Records from a pointing dataset
━━━━━━━━
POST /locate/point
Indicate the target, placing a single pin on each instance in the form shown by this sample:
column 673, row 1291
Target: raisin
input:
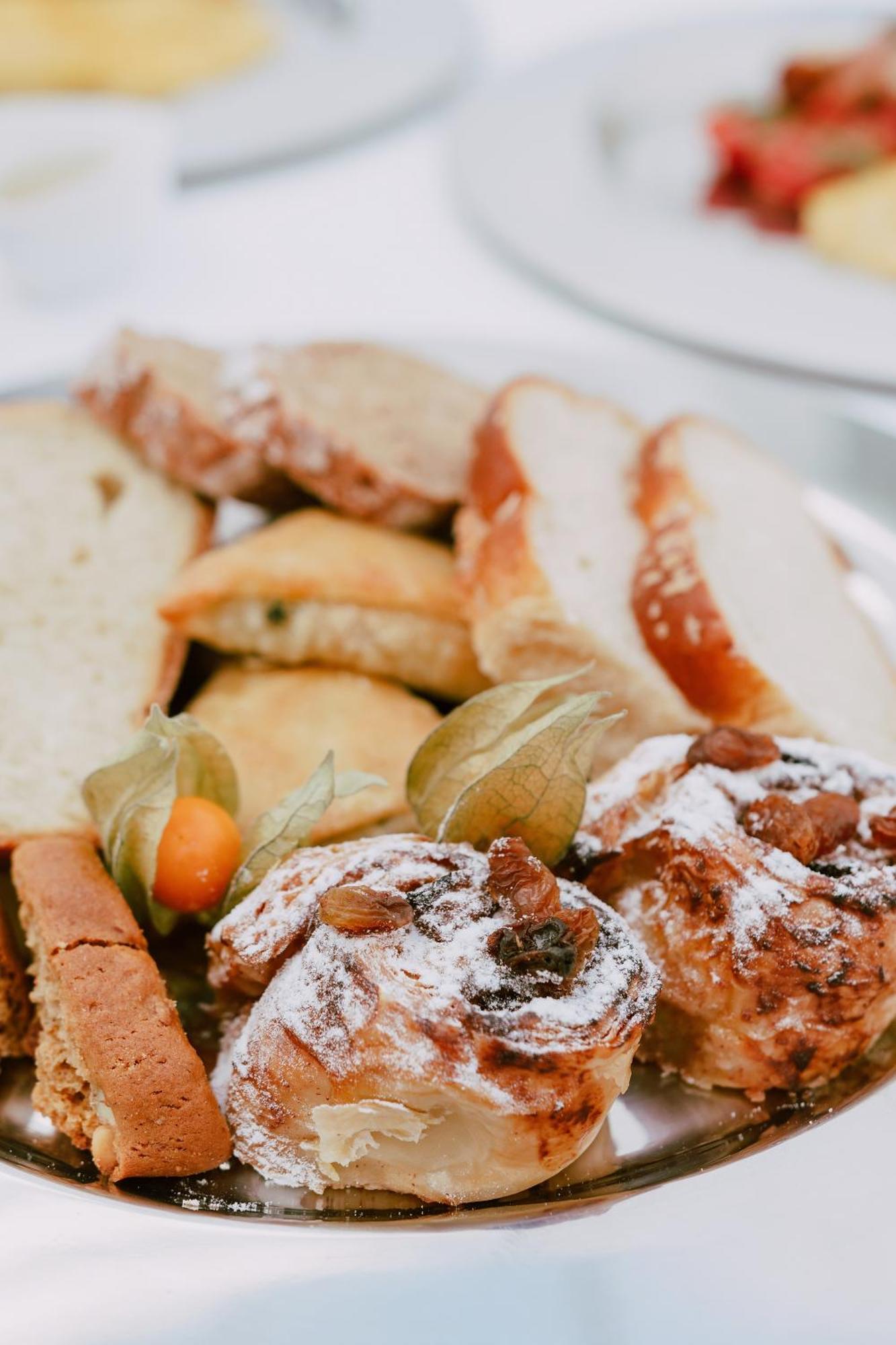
━━━━━━━━
→ TASK TO COMPLETE: Can you set out the lines above as a numbered list, skipping any blank lines and leaving the picture out of your answer?

→ EXERCISE RESPONSE:
1. POST /locate/point
2. Indicate the target, placing a single pin on each instance in the form shown by this sample:
3. column 673, row 1291
4. Target: raisin
5. input:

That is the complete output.